Start of Block

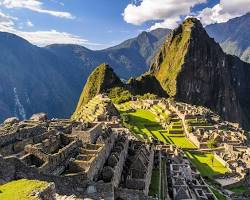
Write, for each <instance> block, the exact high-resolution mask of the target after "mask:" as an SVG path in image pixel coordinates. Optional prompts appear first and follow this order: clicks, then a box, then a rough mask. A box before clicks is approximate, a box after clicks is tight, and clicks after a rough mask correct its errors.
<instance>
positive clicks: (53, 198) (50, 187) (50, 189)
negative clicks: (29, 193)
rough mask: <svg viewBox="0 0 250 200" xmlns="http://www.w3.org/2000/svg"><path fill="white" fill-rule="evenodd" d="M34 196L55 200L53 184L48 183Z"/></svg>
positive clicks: (55, 198)
mask: <svg viewBox="0 0 250 200" xmlns="http://www.w3.org/2000/svg"><path fill="white" fill-rule="evenodd" d="M36 197H37V198H38V199H39V200H56V190H55V184H54V183H49V184H48V186H47V187H46V188H45V189H43V190H42V191H39V192H38V193H37V194H36Z"/></svg>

End of Block

## Activity:
Counting only lines with the word "instance" in them, say how many there are in the entries above, with no other words.

## Task result:
2